**Records for processing**

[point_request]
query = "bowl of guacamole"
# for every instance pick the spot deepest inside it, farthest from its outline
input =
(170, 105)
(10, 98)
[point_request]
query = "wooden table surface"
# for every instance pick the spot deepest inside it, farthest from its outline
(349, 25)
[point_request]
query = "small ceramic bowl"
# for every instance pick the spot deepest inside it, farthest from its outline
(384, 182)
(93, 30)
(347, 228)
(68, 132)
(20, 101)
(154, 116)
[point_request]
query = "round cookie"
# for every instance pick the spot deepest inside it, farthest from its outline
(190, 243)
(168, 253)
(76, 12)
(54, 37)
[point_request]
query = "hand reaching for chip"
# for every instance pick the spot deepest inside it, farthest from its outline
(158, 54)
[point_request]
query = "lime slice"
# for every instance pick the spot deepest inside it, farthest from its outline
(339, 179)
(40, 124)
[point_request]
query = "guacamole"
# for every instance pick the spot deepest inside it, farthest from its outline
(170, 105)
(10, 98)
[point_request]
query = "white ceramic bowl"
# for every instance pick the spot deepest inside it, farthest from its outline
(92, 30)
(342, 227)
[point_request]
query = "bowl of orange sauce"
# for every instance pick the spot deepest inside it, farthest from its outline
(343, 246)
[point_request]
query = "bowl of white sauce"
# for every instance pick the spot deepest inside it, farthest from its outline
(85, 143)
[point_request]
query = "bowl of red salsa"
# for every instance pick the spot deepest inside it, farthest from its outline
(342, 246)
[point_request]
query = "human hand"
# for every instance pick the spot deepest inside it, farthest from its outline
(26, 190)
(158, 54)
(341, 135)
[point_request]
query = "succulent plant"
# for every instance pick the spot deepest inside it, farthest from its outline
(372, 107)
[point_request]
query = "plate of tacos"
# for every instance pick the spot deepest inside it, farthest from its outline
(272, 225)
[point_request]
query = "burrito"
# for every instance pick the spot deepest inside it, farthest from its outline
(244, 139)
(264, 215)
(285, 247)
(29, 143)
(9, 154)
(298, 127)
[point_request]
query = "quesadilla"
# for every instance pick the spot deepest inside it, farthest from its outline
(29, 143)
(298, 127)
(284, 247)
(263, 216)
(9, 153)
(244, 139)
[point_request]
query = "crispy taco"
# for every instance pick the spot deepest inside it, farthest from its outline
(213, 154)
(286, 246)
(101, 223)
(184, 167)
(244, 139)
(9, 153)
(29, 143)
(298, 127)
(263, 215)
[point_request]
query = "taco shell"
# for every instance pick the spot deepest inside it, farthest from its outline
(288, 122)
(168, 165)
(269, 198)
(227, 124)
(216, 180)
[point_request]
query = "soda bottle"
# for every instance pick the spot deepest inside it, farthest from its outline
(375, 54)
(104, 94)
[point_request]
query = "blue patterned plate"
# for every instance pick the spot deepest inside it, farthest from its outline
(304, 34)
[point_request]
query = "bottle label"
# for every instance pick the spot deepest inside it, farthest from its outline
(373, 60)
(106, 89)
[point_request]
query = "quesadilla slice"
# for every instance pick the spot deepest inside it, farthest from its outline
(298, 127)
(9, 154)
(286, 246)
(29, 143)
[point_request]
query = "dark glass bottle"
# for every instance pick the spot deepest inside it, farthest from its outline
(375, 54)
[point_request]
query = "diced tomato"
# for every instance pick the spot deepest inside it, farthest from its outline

**Task prompt**
Whenever the string "sauce" turns up in a line of the material, that line counts; say how many such lines there are, giving the number only.

**Answer to this task**
2